*** RECORDS ***

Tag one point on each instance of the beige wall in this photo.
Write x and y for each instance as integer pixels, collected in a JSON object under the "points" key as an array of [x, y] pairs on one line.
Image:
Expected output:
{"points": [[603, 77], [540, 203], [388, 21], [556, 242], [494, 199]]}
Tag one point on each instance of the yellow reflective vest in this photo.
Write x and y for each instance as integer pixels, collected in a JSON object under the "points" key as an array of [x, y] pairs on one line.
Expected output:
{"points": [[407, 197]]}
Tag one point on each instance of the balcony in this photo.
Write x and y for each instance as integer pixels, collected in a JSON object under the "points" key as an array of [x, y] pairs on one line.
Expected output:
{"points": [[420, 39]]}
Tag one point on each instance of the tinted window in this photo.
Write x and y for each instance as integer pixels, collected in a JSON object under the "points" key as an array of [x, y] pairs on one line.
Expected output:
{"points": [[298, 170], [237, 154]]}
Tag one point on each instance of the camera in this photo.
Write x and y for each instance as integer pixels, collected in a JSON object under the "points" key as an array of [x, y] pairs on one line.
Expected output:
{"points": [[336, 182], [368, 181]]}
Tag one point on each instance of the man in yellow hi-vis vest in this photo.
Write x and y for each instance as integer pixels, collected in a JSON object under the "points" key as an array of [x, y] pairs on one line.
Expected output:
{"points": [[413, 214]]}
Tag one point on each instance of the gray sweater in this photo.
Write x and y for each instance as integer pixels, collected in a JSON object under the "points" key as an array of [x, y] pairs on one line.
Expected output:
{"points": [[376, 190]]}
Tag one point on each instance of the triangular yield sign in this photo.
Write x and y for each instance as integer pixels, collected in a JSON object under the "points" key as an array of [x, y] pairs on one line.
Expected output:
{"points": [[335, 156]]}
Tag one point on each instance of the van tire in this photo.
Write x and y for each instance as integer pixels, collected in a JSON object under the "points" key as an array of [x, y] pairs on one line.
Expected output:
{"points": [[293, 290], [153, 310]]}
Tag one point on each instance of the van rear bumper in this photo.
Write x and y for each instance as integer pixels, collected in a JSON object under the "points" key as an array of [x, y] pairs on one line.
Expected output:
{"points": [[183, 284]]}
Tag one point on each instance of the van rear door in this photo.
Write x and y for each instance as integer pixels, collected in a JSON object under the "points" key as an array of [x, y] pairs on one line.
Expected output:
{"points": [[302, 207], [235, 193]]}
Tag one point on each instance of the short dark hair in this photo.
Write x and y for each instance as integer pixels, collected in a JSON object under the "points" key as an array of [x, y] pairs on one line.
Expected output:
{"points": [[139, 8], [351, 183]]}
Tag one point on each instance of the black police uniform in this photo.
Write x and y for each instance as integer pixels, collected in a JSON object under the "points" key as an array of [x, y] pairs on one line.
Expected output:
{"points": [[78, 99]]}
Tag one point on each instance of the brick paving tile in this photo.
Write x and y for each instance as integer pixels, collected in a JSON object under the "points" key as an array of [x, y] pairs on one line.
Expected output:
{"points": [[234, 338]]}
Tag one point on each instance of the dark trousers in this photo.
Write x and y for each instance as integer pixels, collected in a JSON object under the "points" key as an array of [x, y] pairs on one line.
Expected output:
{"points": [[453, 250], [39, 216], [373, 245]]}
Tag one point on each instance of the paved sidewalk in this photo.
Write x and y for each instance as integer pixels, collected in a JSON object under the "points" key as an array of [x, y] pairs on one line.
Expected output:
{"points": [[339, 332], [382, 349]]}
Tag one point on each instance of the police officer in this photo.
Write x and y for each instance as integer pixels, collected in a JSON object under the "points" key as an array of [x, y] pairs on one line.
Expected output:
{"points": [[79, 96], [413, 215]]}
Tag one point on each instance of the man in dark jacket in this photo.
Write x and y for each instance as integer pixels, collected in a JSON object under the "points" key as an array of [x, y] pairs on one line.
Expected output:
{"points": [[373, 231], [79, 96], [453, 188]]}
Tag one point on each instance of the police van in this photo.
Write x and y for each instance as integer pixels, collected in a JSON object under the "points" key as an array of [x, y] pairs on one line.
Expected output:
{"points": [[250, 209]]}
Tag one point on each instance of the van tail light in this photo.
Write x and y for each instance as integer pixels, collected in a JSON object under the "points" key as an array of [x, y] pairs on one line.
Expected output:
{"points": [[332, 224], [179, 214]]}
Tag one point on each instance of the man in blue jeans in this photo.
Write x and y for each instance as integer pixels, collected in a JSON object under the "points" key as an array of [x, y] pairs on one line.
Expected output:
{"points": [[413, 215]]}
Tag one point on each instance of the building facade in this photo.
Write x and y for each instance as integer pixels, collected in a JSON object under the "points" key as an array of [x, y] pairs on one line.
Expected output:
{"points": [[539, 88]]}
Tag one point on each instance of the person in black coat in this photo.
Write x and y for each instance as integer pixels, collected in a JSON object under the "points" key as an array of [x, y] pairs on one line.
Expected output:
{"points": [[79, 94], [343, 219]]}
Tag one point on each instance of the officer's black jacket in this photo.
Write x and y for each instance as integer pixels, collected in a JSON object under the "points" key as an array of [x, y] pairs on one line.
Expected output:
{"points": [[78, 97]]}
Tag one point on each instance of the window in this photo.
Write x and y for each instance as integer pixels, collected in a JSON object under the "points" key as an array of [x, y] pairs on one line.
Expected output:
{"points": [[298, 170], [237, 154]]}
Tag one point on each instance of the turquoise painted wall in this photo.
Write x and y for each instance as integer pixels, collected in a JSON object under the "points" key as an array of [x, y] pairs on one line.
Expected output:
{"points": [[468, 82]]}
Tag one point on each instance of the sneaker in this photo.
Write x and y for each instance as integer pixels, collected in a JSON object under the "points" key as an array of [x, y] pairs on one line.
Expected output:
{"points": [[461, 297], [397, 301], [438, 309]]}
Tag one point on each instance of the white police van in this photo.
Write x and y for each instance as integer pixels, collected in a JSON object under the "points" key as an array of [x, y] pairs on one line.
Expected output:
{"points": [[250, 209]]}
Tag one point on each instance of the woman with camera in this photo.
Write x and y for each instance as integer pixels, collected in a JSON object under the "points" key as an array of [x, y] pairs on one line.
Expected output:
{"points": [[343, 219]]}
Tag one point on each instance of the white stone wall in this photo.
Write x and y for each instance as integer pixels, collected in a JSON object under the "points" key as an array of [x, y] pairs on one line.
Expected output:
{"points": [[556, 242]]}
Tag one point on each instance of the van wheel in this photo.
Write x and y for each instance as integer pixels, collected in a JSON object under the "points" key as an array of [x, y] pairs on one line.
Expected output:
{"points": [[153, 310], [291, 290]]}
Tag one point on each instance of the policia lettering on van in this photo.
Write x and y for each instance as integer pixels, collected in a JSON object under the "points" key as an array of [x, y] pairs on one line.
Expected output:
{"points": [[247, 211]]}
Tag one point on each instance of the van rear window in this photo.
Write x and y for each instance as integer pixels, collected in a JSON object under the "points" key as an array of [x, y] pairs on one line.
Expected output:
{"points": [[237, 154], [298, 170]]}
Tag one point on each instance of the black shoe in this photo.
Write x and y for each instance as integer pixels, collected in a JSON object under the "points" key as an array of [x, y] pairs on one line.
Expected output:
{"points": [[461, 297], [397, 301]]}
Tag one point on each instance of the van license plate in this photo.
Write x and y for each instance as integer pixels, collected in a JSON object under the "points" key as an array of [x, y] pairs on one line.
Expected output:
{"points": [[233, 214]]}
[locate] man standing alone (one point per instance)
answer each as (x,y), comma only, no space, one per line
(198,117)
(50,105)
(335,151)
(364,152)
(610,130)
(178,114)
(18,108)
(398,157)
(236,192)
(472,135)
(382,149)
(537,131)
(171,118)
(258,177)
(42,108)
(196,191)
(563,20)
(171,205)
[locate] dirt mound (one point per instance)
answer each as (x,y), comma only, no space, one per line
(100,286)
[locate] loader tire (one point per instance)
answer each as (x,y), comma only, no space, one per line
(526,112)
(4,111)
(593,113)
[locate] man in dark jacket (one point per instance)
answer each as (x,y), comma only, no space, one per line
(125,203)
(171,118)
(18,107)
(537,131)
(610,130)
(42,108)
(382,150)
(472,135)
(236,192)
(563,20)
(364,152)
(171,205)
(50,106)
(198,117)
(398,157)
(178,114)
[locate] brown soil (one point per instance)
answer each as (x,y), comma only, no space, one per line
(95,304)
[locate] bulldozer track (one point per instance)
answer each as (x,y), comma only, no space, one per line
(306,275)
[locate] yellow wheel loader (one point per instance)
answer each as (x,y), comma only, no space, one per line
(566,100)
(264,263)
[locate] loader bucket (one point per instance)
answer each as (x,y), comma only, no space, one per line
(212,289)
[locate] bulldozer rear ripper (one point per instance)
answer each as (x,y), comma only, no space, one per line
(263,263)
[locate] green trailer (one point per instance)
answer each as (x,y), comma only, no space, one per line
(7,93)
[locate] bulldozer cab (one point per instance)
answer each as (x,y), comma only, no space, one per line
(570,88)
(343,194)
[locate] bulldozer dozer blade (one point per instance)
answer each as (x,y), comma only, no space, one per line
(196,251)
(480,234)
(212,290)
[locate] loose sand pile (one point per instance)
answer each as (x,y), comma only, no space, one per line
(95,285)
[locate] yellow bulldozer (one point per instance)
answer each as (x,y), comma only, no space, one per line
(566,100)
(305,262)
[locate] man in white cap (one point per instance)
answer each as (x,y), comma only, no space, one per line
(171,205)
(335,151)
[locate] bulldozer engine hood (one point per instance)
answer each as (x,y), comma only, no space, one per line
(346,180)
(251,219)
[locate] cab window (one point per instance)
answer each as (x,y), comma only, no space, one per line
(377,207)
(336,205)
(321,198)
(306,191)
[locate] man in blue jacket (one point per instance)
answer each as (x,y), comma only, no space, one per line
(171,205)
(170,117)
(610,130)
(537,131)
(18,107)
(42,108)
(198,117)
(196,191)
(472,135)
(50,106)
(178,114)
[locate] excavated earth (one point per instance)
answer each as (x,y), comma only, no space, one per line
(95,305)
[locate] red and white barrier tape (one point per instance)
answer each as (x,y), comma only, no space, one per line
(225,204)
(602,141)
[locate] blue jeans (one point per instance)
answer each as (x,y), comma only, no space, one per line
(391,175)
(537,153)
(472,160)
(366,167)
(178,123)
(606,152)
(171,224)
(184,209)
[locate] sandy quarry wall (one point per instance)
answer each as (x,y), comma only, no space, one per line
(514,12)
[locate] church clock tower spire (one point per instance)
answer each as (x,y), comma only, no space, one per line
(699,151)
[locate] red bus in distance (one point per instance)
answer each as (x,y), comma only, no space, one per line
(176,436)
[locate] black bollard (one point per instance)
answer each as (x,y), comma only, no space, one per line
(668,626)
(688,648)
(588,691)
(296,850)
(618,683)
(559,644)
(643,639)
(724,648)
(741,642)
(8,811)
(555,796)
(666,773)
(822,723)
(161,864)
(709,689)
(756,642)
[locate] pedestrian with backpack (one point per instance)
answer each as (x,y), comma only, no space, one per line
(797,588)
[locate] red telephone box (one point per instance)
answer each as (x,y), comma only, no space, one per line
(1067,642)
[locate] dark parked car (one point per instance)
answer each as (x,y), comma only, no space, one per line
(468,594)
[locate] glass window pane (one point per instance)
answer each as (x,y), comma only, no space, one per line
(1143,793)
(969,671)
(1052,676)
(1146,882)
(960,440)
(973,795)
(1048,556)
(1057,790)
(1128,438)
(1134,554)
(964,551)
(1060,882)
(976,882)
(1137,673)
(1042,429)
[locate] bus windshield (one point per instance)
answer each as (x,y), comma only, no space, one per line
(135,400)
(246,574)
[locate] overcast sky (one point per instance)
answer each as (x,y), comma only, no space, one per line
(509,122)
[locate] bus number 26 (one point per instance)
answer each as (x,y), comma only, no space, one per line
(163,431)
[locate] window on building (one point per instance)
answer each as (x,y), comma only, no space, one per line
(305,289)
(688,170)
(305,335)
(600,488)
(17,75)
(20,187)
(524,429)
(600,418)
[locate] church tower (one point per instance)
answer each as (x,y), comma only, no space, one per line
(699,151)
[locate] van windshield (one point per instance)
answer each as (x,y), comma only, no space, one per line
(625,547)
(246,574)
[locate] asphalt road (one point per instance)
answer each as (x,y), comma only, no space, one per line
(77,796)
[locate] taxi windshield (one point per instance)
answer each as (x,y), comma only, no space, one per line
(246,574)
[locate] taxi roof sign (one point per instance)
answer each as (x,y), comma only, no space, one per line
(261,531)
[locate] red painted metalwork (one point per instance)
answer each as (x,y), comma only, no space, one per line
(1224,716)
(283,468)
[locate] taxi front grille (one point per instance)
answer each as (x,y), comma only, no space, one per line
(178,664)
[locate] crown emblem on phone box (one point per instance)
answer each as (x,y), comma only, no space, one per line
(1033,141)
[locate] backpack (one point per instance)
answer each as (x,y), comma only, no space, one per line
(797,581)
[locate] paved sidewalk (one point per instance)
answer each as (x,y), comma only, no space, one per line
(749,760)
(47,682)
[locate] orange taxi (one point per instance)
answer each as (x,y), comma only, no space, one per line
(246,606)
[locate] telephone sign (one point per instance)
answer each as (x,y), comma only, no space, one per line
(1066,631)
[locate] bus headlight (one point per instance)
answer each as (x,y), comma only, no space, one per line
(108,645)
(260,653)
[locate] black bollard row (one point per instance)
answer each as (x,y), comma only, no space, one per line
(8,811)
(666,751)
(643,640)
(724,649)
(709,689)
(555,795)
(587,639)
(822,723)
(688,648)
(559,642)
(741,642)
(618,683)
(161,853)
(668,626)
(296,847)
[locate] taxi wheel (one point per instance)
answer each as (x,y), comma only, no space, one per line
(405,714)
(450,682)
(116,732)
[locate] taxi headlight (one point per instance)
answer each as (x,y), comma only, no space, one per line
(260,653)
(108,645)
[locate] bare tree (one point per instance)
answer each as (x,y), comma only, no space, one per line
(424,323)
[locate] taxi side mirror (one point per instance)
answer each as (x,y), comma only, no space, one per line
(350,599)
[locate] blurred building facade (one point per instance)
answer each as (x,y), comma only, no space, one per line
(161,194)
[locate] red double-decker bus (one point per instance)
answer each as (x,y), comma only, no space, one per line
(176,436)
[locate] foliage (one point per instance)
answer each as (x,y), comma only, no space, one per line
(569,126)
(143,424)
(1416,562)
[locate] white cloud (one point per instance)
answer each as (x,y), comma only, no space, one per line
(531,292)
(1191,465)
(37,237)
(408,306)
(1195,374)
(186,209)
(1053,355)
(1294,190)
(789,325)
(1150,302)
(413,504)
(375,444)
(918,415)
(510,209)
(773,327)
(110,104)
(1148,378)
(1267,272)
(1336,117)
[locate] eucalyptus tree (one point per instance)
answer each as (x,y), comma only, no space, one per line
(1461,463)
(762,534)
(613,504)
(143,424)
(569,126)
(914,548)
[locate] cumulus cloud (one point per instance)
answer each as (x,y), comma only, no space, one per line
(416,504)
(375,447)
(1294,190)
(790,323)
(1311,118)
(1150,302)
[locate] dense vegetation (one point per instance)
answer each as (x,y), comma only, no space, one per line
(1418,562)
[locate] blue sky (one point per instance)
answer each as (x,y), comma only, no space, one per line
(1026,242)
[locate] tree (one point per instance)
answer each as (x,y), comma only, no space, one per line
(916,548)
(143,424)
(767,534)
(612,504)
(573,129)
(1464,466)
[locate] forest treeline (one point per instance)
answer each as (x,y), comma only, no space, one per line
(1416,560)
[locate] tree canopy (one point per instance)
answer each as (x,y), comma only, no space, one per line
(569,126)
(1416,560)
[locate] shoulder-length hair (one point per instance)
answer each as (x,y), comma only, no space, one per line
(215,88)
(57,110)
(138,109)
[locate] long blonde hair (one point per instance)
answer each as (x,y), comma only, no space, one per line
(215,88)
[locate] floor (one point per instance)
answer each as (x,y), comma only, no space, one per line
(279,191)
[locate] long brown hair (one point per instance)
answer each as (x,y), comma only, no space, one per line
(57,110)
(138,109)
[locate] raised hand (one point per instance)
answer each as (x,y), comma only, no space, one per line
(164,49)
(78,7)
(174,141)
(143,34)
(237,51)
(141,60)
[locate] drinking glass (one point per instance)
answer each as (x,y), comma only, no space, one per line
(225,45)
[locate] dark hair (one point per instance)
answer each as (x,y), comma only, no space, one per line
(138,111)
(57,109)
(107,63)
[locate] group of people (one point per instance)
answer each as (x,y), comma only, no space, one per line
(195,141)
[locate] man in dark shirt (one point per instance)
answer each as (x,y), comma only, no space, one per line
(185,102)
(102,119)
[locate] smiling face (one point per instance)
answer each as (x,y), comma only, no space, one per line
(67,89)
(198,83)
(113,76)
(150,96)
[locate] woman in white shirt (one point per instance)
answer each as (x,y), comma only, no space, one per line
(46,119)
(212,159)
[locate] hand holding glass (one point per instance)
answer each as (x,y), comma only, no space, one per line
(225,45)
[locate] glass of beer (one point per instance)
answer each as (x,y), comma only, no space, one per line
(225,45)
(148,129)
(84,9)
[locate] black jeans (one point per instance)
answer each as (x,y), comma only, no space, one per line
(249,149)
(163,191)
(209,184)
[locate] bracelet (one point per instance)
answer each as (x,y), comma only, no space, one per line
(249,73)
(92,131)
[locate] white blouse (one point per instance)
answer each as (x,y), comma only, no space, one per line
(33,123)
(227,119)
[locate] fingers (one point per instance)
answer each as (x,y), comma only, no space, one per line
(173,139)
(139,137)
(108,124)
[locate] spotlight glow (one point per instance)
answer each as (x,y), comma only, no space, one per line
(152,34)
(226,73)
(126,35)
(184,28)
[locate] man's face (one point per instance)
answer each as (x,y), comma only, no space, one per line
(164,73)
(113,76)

***

PROBLEM DETAILS:
Write out every line of the preceding listing that contains "church".

ANSWER TO THIS EXERCISE:
[locate] church clock tower spire (one point per instance)
[locate] church tower (one point per instance)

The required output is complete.